— start ROWS —

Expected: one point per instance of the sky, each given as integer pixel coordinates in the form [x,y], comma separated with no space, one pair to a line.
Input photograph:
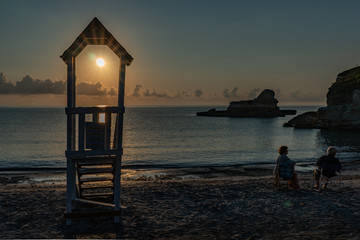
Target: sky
[185,52]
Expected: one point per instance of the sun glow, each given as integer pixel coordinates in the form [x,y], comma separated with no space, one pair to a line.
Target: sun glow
[100,62]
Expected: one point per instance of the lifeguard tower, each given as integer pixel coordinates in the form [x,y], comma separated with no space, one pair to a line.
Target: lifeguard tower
[94,147]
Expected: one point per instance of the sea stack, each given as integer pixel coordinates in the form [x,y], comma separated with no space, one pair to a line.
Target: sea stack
[265,105]
[343,106]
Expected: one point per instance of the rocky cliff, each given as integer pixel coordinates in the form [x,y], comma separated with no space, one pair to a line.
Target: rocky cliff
[265,105]
[343,105]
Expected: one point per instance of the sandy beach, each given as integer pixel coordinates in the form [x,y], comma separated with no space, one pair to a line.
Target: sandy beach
[207,203]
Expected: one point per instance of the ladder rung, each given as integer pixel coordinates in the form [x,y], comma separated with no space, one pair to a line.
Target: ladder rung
[98,162]
[83,171]
[90,195]
[95,187]
[100,179]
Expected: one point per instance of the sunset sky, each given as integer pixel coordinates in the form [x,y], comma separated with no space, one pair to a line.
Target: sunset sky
[185,52]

— end ROWS —

### EXERCISE TASK
Rewrite all the records above, swapping each "pixel coordinates" for "image coordinates" and changing nothing else. Leave the pictures out.

### OUTPUT FOR THIS EXERCISE
Expected: one point per instance of the sky, each given as integer image coordinates in the form [x,y], comma separated with no space, one pair to a line.
Input photograph:
Target: sky
[185,52]
Expected: one point per instance of the sun glow, each given as integer image coordinates in the form [x,y], comma separated with no space, one pair to a line.
Target: sun glow
[100,62]
Expected: one point per instance of the lifeguard tower, each given as integer image coordinates in the form [x,y], comma separated with no space, one pair to a line.
Target: lifeguard tower
[94,147]
Expected: one point per instance of the sea stack, each given as integer image coordinates in the form [x,y], comma separated with no space, one pair to a line.
Target: sea stack
[265,105]
[343,106]
Expected: one point per instance of the rocky cliff, each given as integer image coordinates in the form [x,y], comma separated with no space, one pair to a line.
Target: rocky cliff
[265,105]
[343,105]
Expected: one point per instance of the sandy beach, each given as integer image coordinates in the form [x,y], comma separated with no space, one pair to a line.
Target: sandy beach
[207,203]
Expected: one point per instance of the ladder rung, each given as integer image coordinates in the form [x,y], comma separated with no space, one pair to a line.
Target: ladder rung
[98,162]
[83,171]
[90,195]
[95,187]
[100,179]
Expected: one point per instance of the sunset sky, each given as integer image coordinates in the form [x,y], comma separated with no space, one pair to a line.
Target: sunset sky
[185,52]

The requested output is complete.